▶ **Selected text**
BEGIN

Focus area: Daytime sleepiness

Overview: Dr Johns first developed the Epworth Sleepiness Scale (ESS) for adults in 1990 and subsequently modified it slightly in 1997. He developed it so he could assess the ‘daytime sleepiness’ of the patients in his own private practice of Sleep Medicine. He named the questionnaire after Epworth Hospital in Melbourne, where he established the Epworth Sleep Centre in 1988.

Total number of items: Eight

Administration: Self-report

Standardized cadence: Weekly

Estimated completion time: Two to five minutes

Supported subscales: None

Age range: 18+

Scoring and interpretation: The ESS score (the sum of 8 item scores, 0-3) can range from 0 to 24. The higher the ESS score, the higher that person’s average sleep propensity in daily life (ASP), or their ‘daytime sleepiness’.

END

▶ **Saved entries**
BEGIN

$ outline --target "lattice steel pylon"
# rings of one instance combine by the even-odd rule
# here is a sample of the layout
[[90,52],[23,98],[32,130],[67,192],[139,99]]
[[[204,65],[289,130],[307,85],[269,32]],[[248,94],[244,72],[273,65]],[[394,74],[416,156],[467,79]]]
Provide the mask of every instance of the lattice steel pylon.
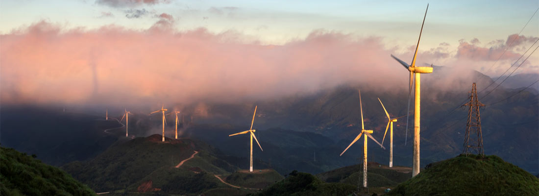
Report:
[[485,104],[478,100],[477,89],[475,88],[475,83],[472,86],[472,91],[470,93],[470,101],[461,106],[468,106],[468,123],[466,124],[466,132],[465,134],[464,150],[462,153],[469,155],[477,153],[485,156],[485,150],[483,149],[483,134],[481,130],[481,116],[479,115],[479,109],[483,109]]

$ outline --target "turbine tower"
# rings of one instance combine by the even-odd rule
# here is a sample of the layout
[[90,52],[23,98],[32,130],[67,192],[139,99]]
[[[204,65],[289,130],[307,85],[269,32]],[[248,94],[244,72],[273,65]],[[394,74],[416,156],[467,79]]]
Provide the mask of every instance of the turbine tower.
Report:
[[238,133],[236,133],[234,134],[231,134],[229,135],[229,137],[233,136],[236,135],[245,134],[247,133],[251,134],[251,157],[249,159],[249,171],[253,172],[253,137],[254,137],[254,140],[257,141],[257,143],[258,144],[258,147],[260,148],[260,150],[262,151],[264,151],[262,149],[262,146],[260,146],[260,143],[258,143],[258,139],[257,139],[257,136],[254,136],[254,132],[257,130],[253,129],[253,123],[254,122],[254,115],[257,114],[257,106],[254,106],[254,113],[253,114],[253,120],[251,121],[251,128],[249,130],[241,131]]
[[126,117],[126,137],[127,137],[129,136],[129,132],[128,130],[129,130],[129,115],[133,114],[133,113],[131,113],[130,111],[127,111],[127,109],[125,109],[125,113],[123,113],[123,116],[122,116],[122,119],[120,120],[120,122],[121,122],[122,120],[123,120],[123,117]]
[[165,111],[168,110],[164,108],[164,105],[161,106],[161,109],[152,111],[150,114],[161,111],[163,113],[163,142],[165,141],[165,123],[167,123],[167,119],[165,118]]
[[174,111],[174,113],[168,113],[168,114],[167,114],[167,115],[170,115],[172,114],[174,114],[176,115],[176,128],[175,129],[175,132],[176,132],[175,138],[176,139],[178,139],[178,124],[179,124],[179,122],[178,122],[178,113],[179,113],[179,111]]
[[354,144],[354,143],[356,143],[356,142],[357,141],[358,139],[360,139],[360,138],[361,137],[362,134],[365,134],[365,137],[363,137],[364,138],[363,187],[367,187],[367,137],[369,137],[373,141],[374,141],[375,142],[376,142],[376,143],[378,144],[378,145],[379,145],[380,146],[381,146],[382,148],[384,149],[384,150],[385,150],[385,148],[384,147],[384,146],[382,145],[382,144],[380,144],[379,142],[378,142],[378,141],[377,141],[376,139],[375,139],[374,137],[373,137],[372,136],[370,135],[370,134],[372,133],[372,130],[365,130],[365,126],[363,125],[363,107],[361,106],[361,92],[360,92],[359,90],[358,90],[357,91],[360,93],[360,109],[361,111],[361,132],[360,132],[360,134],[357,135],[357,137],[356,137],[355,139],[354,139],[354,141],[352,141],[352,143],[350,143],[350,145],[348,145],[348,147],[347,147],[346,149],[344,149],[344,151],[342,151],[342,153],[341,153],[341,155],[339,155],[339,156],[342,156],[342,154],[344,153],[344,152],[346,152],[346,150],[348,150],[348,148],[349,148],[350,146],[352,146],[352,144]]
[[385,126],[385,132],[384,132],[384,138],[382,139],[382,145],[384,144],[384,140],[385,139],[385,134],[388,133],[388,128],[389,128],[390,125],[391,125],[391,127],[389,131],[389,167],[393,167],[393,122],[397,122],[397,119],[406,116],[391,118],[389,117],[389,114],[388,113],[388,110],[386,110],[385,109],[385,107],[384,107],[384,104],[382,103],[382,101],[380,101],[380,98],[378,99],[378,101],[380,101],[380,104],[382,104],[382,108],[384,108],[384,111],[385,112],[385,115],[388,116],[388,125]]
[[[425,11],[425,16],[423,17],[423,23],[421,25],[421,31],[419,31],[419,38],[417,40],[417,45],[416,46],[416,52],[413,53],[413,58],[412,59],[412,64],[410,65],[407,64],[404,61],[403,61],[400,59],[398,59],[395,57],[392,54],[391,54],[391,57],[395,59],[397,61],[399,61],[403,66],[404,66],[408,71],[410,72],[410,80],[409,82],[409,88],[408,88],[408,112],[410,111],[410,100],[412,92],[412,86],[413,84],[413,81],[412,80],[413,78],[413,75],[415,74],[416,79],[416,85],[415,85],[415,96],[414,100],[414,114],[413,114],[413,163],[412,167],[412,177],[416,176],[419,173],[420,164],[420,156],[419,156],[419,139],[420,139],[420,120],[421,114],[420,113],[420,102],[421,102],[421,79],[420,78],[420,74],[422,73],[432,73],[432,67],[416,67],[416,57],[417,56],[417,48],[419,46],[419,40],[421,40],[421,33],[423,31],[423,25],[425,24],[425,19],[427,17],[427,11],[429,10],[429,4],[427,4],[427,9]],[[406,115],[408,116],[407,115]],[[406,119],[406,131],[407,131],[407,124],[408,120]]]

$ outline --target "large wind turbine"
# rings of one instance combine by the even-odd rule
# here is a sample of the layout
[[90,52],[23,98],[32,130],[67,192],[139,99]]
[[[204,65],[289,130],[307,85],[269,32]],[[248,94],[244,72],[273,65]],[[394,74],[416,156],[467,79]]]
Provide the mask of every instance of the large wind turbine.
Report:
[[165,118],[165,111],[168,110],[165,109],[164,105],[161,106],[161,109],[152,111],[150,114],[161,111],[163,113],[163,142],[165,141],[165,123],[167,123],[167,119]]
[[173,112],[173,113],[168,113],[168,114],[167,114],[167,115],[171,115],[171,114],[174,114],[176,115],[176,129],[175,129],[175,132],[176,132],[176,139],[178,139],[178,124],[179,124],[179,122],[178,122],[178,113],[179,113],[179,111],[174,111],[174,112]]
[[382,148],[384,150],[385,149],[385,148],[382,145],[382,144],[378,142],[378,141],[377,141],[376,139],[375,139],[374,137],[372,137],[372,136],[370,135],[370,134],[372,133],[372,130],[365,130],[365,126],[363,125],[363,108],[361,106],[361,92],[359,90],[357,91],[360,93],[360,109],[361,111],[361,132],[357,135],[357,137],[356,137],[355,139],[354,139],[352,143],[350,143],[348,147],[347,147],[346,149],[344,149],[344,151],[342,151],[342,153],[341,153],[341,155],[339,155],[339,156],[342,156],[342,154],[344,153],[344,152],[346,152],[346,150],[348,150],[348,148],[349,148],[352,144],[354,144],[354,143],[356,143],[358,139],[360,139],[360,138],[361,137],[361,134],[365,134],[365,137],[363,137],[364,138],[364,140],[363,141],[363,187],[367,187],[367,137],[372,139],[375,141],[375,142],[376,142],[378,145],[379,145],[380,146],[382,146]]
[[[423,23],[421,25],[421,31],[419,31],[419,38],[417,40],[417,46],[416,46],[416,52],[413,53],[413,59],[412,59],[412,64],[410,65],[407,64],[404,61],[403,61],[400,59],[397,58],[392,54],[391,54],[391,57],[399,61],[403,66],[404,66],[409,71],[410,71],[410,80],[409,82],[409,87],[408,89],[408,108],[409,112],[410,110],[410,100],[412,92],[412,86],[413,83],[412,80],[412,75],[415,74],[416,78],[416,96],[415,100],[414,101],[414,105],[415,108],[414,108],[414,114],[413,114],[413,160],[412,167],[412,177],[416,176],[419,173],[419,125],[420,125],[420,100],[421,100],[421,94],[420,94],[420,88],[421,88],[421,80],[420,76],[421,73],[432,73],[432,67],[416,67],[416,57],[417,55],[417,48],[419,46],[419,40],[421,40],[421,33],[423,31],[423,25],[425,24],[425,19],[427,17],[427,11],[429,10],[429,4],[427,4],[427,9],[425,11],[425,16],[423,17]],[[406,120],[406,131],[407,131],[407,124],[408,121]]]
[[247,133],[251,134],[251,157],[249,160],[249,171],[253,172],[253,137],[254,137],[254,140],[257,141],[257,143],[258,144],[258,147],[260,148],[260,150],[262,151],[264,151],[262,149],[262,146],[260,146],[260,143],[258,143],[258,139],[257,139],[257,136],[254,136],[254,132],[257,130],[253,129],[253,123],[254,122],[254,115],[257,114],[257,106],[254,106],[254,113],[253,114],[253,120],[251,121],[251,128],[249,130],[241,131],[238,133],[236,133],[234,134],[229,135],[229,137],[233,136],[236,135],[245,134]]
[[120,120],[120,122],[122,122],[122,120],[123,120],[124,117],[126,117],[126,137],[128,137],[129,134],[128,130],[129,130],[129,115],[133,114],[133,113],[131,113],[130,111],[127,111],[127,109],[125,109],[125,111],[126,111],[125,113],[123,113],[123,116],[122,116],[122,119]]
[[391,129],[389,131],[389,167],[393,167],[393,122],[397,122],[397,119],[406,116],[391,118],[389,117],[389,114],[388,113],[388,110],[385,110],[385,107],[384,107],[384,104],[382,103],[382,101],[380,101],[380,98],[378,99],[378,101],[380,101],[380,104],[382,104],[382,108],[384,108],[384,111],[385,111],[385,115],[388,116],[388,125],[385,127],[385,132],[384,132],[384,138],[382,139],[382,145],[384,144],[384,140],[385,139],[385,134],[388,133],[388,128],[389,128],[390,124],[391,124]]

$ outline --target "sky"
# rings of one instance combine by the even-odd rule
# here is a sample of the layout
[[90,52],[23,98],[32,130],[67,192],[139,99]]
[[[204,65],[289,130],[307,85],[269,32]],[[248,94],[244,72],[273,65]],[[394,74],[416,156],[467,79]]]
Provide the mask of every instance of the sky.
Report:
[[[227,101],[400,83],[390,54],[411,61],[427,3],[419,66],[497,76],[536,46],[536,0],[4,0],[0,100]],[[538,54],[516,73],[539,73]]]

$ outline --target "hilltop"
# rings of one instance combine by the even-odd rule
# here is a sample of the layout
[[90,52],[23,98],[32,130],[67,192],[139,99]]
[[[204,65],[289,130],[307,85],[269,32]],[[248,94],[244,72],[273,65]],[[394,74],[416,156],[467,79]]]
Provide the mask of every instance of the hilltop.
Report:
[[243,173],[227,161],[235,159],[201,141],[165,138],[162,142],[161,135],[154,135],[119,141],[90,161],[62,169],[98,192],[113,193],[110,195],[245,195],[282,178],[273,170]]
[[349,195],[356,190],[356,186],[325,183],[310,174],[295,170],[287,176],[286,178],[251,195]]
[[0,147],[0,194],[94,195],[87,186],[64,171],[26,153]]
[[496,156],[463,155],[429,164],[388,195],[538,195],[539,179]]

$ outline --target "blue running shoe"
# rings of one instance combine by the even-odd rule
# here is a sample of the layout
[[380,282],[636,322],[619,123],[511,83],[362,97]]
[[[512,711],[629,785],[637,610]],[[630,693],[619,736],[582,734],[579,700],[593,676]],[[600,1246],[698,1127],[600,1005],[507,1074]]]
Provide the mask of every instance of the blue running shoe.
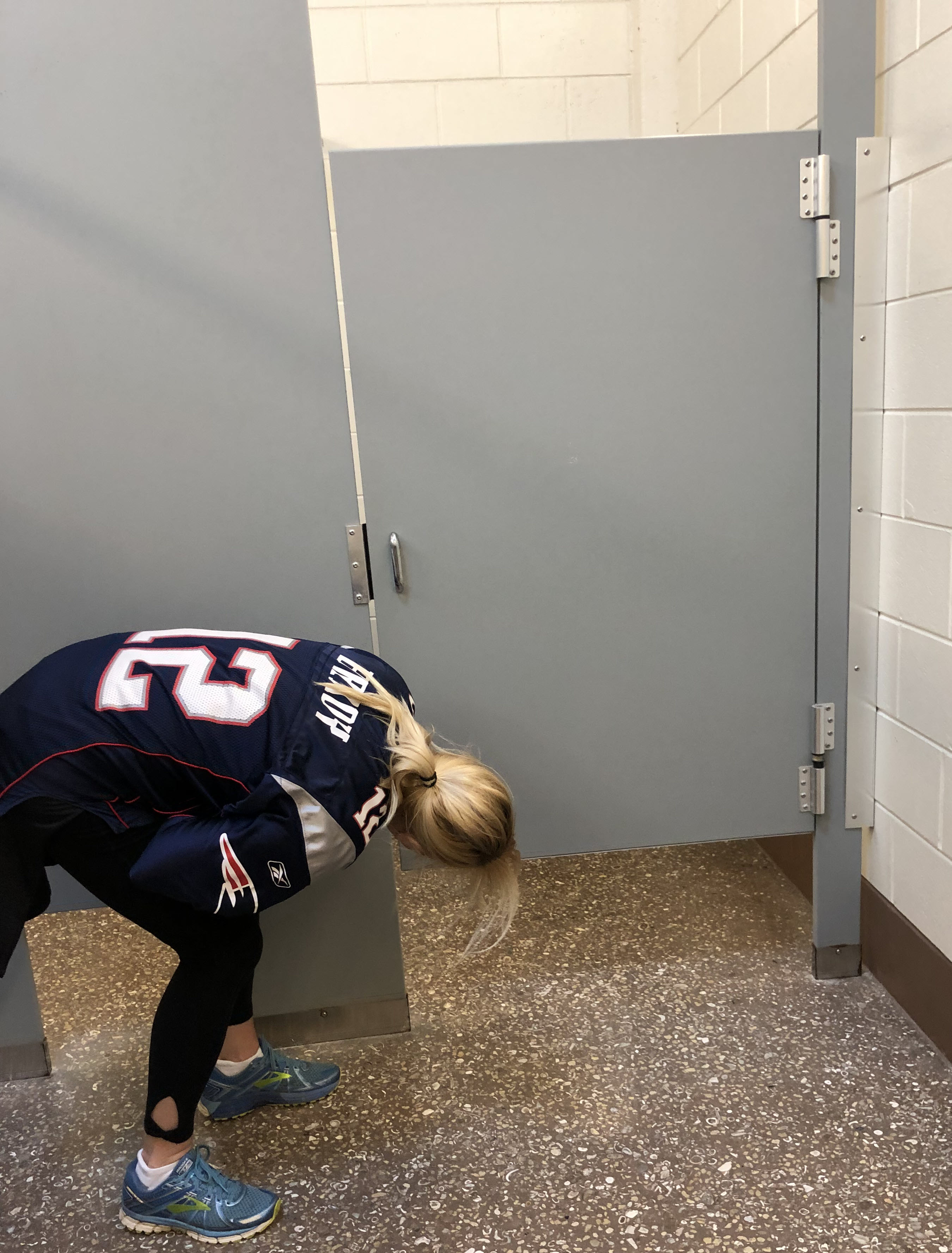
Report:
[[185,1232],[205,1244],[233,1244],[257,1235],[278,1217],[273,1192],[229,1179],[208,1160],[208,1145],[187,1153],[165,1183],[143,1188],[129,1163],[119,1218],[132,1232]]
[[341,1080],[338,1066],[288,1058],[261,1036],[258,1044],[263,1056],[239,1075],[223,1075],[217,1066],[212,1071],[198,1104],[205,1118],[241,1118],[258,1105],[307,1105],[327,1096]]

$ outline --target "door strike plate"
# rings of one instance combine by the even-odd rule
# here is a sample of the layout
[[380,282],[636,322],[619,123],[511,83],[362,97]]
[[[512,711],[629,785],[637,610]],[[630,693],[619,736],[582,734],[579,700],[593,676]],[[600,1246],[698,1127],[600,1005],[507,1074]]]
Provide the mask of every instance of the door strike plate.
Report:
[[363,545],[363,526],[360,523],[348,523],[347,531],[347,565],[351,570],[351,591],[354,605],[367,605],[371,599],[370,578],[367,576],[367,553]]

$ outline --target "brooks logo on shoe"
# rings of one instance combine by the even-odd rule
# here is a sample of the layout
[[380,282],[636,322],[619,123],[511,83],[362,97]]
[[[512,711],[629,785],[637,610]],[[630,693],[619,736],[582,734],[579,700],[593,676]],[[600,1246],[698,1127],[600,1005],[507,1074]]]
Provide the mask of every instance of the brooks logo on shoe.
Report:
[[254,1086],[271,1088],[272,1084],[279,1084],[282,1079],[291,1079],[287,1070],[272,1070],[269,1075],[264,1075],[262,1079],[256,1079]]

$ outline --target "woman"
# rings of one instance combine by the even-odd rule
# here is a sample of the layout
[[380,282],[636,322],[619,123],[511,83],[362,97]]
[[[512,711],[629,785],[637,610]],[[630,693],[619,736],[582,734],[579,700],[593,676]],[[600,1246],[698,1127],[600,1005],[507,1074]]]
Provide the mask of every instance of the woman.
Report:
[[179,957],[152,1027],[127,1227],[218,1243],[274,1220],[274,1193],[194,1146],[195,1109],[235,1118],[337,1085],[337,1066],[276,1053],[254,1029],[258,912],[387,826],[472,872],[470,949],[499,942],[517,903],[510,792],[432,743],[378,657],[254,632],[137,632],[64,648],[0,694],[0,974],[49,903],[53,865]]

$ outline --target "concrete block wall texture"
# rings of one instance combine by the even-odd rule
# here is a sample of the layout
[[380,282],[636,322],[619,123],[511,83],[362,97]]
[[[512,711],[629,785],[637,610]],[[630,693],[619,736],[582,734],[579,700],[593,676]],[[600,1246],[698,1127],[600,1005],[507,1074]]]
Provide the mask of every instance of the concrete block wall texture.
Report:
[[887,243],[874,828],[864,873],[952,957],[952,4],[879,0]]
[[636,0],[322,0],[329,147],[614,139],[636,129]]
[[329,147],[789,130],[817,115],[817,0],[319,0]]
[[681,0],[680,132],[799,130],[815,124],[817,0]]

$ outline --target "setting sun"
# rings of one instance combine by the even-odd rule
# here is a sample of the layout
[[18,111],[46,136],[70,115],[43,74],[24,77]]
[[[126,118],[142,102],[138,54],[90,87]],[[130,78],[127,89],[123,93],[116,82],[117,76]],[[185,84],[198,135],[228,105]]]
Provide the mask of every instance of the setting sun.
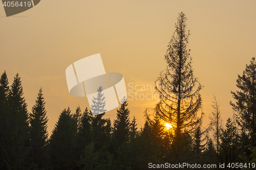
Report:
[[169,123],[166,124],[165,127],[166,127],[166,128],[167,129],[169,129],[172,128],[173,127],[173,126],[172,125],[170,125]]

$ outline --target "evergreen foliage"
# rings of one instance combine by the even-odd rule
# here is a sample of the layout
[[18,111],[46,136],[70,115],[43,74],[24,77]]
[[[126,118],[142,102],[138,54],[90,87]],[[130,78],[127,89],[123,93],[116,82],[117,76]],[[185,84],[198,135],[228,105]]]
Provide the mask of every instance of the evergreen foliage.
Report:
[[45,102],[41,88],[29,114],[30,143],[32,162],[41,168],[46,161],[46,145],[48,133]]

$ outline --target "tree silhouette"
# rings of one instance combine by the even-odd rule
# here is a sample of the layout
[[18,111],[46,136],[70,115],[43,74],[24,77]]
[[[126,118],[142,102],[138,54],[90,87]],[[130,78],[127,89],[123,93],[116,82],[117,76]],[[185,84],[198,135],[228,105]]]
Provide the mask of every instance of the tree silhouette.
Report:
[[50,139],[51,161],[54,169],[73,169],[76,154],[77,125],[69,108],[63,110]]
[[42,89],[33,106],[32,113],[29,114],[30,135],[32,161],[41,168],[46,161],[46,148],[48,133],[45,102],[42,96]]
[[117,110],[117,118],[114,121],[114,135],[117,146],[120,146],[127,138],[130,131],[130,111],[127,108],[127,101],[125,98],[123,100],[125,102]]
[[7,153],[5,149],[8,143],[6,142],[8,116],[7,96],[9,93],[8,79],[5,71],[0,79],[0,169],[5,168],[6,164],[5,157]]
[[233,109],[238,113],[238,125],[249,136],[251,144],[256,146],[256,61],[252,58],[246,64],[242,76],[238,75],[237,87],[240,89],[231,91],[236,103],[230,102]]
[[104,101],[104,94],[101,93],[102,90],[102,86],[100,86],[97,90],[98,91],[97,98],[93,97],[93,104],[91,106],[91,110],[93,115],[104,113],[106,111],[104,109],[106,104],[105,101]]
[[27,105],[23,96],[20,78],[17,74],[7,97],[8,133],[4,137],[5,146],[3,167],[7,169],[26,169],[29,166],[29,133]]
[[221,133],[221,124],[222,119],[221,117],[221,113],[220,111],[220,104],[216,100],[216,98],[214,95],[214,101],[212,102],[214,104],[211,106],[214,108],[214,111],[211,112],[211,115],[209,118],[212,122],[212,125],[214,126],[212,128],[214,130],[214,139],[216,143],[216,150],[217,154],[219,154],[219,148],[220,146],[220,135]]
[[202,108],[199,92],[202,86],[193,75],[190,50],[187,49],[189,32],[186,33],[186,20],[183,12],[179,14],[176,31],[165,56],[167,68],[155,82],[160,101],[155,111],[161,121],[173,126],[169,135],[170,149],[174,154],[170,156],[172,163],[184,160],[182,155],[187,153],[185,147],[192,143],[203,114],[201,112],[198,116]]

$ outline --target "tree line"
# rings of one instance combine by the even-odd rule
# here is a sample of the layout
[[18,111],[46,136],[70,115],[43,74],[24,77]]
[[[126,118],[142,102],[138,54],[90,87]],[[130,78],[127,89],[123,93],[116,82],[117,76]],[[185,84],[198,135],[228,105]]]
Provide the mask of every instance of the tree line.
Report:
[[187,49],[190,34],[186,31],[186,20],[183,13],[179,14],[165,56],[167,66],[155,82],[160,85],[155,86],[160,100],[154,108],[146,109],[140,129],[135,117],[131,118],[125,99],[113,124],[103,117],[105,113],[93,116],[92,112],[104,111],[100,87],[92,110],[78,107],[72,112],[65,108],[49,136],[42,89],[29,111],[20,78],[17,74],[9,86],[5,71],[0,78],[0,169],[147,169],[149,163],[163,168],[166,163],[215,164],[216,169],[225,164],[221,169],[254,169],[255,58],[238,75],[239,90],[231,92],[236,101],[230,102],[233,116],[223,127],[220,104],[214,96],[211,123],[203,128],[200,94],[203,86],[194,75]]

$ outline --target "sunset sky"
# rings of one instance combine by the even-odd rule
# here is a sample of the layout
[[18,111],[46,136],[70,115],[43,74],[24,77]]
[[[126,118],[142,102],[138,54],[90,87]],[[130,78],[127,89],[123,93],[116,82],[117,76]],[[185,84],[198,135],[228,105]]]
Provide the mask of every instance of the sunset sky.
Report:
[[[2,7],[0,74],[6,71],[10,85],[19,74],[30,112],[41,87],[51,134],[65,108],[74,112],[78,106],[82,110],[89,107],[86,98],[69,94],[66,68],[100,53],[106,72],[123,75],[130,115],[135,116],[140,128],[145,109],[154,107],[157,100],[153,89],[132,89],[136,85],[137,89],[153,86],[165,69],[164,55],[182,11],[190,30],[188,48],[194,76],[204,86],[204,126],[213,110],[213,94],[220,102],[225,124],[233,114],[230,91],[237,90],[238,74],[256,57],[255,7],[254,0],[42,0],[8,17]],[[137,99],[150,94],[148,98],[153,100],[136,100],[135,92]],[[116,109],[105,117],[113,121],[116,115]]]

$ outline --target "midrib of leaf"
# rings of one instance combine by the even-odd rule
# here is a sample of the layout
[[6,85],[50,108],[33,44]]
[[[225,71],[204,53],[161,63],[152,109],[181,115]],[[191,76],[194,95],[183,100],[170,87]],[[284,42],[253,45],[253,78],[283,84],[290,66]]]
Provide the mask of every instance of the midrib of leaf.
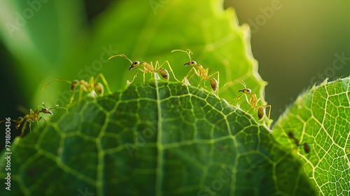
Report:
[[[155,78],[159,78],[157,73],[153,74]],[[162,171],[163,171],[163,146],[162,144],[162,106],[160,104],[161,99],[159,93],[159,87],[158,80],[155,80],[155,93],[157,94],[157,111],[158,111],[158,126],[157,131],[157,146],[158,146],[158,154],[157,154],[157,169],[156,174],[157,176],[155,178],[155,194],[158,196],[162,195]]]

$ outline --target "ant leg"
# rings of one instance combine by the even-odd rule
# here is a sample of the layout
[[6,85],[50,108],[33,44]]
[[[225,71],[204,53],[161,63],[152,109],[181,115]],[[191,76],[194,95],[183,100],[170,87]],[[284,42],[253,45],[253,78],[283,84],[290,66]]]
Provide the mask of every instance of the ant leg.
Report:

END

▶ **Questions on the material**
1. Answer these from the text on the Epworth Sleepiness Scale:
(a) In what year did Dr Johns first develop the scale?
(b) How many items does the scale have?
(c) What is the range of possible ESS scores?
2. From the text on the Epworth Sleepiness Scale, copy the part that starts with the words containing "Focus area: Daytime" and ends with "Centre in 1988.".

▶ **Answers to this exercise**
1.
(a) 1990
(b) Eight
(c) 0 to 24

2.
Focus area: Daytime sleepiness

Overview: Dr Johns first developed the Epworth Sleepiness Scale (ESS) for adults in 1990 and subsequently modified it slightly in 1997. He developed it so he could assess the ‘daytime sleepiness’ of the patients in his own private practice of Sleep Medicine. He named the questionnaire after Epworth Hospital in Melbourne, where he established the Epworth Sleep Centre in 1988.